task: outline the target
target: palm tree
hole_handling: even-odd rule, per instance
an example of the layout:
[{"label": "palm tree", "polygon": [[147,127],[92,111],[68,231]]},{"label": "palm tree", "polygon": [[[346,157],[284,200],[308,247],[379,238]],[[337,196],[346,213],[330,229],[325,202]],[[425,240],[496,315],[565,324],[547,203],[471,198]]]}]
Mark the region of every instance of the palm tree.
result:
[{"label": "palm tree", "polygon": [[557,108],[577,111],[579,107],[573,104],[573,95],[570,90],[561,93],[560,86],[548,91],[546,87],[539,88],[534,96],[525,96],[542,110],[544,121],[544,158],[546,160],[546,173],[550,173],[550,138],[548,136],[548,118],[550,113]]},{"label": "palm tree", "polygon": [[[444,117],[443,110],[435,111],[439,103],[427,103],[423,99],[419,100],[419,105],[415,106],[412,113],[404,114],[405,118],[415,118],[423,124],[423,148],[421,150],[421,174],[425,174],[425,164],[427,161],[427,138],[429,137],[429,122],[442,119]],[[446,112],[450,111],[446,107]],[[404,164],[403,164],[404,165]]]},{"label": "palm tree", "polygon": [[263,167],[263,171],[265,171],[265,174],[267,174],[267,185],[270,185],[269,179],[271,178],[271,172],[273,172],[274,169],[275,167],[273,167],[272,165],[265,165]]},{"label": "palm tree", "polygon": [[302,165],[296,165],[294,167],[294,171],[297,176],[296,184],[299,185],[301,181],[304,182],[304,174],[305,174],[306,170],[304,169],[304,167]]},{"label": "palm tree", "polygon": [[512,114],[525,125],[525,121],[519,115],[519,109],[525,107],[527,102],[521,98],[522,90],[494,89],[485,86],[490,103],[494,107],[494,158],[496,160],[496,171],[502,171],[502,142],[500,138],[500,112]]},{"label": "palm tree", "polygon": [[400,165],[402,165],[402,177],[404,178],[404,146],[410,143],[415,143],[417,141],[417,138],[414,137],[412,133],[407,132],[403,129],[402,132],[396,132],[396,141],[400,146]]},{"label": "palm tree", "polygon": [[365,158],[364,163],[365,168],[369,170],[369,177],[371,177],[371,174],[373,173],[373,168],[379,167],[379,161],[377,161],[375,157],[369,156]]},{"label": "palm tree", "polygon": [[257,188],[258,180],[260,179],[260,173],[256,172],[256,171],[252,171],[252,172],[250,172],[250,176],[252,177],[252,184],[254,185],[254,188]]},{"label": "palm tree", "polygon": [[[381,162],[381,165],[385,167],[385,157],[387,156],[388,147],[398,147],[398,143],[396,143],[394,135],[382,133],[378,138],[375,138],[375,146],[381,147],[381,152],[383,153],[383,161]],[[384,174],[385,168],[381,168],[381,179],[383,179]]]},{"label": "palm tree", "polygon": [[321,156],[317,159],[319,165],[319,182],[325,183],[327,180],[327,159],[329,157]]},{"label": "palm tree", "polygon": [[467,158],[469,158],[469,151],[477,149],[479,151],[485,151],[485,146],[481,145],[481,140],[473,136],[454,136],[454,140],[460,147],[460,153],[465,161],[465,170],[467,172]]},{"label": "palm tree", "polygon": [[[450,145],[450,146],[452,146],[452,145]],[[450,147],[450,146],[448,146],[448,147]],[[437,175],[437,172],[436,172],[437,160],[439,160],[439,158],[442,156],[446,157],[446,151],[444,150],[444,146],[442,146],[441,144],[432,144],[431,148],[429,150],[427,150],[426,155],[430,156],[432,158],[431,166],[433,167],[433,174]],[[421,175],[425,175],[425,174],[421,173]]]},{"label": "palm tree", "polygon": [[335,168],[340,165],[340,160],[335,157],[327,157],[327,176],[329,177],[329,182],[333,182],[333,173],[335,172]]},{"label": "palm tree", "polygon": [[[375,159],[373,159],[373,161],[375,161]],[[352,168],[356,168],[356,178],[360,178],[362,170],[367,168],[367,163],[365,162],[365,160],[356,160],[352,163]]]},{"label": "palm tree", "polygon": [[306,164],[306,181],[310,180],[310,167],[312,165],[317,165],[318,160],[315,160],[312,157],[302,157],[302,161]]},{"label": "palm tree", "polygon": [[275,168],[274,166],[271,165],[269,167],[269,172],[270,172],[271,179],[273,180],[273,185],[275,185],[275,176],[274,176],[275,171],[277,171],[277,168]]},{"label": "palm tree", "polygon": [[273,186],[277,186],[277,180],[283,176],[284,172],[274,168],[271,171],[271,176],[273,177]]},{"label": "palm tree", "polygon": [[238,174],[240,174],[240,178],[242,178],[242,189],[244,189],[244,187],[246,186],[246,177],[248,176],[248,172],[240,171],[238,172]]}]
****
Aim:
Write out, word for word, everything from the first line of the records down to the line containing "Mark the region", including that line.

The completed task:
task: outline the target
target: palm tree
hole_handling: even-odd rule, per instance
an example of the layout:
[{"label": "palm tree", "polygon": [[147,127],[92,111],[68,231]]},{"label": "palm tree", "polygon": [[[346,157],[284,200],[308,247],[379,238]],[[337,196],[346,213],[330,229],[325,202]],[[425,240],[496,315],[565,324],[547,203],[471,198]]]}]
Mark the region of every instance of the palm tree.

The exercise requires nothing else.